Excerpted text:
—————

Tuesday, November 8, 2011

Type casting secrets


Hello everyone , I would like to share some common type casting secrets things with you. Most of you guys having problem with C/C++ type casting . I hope this post would help you guys to clear your knowledge .
consider the following code
int ival =257;
char   zVal = (char)iVal;

The output would be 1; How come this value . Let me explain .
  binary representation of iVal in memory would be like this  - 00000000 00000000 00000001 00000001
since char consumes 1 byte of memory , first 8 bits will be extracted from iVal . So output is 00000001 =1
sometimes you will get an different result because of machine's architecture . (my one is big endian)

The above example could be shown in following pointer method .
int *ip = new int(257);
char *zVal = (char*)ip;
when you print zVal  (cout <<"Output:"<<(int)*zVal<<endl;) you will get same value that you have received previously . So what is different between both (char*)ip and (char)iVal .  Some might thought when we do a pointer casting 4 bytes memory will be extracted ..:) Actually that is wrong .  Pointer casting converts data types in to pointer .

we will dig further in casting .
struct A
{
  int a ;
  int b ;
};
 struct B
{
  int c;
};

int main()
{
   A aa;
aa.a =100;
aa.b = 200;

B bb = (B)aa;    // Error . this casting is not allowed in C/C++

B *bb = (B*)&aa   // This is fine .

A *pa = new A;
pa->a =100;
pa->b= 200;

B *pb = (B*)pa;  // this is will work fine .
}


So we can cast both way in C/C++ which means we can cast any data type .

—————

Data block:

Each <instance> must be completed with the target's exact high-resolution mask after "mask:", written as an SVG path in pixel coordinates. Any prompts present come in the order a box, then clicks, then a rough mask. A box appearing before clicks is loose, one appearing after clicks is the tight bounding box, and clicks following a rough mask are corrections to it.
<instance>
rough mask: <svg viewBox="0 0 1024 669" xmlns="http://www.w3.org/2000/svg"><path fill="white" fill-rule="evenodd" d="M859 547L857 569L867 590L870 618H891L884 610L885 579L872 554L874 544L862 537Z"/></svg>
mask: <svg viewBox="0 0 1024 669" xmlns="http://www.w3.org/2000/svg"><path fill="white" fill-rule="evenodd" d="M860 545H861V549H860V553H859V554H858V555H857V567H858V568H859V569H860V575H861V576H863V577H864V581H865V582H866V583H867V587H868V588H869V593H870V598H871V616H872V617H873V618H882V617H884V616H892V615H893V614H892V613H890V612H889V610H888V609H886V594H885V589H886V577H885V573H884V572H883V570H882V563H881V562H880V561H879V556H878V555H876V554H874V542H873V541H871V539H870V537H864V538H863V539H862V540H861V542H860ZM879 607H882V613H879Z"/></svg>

—————

Action item: List every comment that appears in the code of the type casting post above.

Completed exercise:
- // Error . this casting is not allowed in C/C++
- // This is fine .
- // this is will work fine .